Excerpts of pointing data

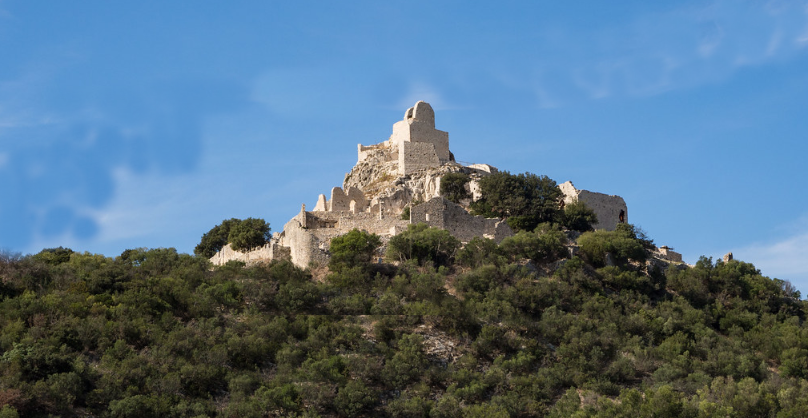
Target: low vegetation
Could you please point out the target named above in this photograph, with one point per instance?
(517, 329)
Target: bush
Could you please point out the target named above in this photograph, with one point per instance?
(423, 244)
(525, 200)
(479, 251)
(546, 244)
(354, 249)
(242, 234)
(453, 186)
(621, 245)
(248, 234)
(579, 217)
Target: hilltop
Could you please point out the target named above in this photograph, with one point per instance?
(421, 288)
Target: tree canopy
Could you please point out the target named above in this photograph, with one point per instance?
(241, 234)
(522, 328)
(524, 200)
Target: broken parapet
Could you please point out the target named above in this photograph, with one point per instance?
(610, 210)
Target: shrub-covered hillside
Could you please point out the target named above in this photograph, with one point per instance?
(517, 329)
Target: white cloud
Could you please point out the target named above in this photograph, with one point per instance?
(421, 91)
(785, 258)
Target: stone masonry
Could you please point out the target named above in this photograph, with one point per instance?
(402, 172)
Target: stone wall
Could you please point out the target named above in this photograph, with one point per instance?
(441, 213)
(415, 156)
(610, 210)
(350, 199)
(271, 251)
(667, 253)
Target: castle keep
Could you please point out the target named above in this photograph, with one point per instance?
(403, 171)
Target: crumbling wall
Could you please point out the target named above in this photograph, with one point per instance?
(271, 251)
(414, 156)
(667, 253)
(610, 210)
(441, 213)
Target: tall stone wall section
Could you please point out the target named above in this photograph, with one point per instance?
(415, 156)
(271, 251)
(610, 210)
(441, 213)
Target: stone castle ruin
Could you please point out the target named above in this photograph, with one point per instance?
(403, 171)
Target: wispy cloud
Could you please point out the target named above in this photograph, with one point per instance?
(785, 258)
(421, 91)
(680, 48)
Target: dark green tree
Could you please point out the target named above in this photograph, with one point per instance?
(525, 200)
(242, 234)
(213, 240)
(579, 217)
(423, 243)
(453, 186)
(355, 248)
(248, 234)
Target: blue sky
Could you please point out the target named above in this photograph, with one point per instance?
(144, 124)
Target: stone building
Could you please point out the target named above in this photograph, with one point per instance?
(402, 172)
(610, 210)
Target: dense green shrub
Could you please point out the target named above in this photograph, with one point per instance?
(241, 234)
(424, 244)
(546, 244)
(354, 249)
(153, 332)
(578, 216)
(616, 247)
(453, 186)
(525, 200)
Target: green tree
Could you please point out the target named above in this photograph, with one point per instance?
(525, 200)
(423, 243)
(248, 234)
(579, 217)
(242, 234)
(213, 240)
(621, 245)
(453, 186)
(355, 248)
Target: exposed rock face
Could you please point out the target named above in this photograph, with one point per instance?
(404, 171)
(610, 210)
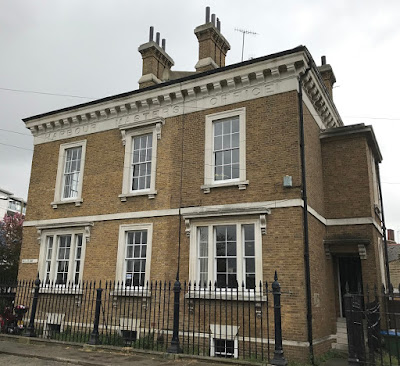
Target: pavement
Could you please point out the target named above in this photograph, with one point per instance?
(18, 351)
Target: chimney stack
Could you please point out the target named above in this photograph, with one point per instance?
(156, 61)
(327, 75)
(213, 46)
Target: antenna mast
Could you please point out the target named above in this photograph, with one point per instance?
(244, 32)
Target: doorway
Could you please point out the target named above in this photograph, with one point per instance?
(350, 273)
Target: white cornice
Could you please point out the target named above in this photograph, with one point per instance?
(234, 85)
(249, 208)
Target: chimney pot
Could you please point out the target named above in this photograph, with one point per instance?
(151, 34)
(207, 14)
(213, 19)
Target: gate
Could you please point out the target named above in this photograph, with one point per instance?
(373, 329)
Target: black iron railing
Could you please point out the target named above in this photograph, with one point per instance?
(373, 326)
(162, 316)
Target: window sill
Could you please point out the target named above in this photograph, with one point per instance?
(242, 185)
(150, 194)
(77, 201)
(226, 295)
(127, 292)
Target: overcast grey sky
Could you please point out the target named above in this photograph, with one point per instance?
(88, 48)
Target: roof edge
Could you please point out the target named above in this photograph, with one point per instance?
(300, 48)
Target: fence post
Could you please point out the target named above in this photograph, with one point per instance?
(279, 358)
(94, 337)
(30, 330)
(175, 348)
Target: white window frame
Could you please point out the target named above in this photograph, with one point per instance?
(72, 257)
(129, 132)
(58, 192)
(209, 164)
(194, 270)
(120, 270)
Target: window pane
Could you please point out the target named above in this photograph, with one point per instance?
(221, 265)
(227, 172)
(231, 232)
(231, 251)
(249, 248)
(250, 281)
(235, 124)
(129, 251)
(218, 173)
(235, 140)
(226, 141)
(232, 265)
(235, 171)
(71, 172)
(248, 232)
(227, 157)
(221, 249)
(227, 127)
(235, 156)
(217, 128)
(218, 158)
(217, 143)
(220, 233)
(135, 269)
(249, 254)
(141, 162)
(226, 261)
(250, 265)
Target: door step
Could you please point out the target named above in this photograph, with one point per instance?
(341, 336)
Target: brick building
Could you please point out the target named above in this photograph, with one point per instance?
(207, 169)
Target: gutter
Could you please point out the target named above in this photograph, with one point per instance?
(305, 217)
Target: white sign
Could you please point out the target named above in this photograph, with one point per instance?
(29, 261)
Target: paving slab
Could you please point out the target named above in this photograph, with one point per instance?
(17, 351)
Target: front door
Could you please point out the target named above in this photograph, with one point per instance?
(350, 274)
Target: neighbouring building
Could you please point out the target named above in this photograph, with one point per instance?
(208, 166)
(9, 204)
(393, 259)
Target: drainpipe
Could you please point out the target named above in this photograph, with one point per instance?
(305, 217)
(383, 229)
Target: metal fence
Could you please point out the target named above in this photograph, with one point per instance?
(162, 316)
(373, 326)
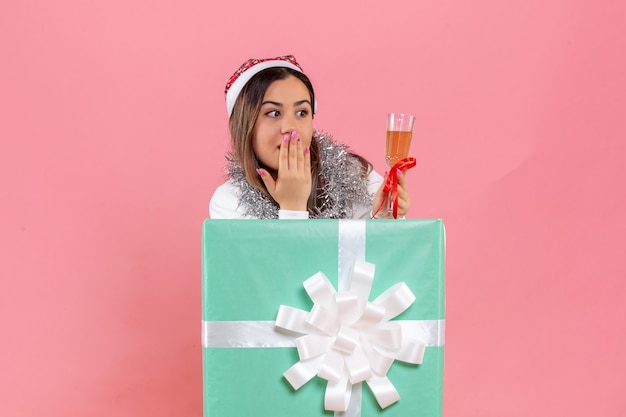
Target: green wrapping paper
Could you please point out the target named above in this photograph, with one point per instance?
(251, 267)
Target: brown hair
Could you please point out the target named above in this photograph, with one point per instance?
(244, 116)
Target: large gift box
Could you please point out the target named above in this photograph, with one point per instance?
(323, 318)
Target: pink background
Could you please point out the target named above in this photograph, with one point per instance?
(113, 129)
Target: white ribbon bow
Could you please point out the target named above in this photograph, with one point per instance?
(348, 339)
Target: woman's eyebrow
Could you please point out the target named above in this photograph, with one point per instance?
(275, 103)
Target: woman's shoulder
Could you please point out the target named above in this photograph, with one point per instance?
(224, 203)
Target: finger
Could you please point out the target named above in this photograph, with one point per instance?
(293, 151)
(267, 179)
(307, 159)
(299, 153)
(402, 178)
(283, 155)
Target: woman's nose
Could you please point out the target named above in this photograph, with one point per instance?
(288, 125)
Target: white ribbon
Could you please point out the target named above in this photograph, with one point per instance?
(348, 339)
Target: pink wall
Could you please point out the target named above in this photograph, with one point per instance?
(112, 130)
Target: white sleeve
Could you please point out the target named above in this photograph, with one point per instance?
(374, 181)
(225, 205)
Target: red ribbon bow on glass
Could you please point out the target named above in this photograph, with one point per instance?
(390, 191)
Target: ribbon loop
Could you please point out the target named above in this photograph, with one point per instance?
(348, 340)
(390, 189)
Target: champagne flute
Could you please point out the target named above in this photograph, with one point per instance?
(397, 145)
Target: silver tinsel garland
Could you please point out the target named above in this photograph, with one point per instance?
(344, 184)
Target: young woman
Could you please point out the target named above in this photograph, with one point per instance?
(280, 167)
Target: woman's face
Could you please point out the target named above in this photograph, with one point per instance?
(286, 107)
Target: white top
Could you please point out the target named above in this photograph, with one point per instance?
(225, 202)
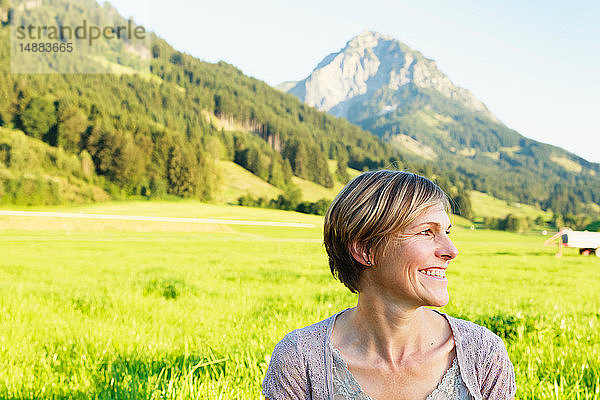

● INSTRUCTIONS FOR THE TASK
Report how many lines of the records contain the word "stone". Give only the number.

● OUTPUT BELOW
5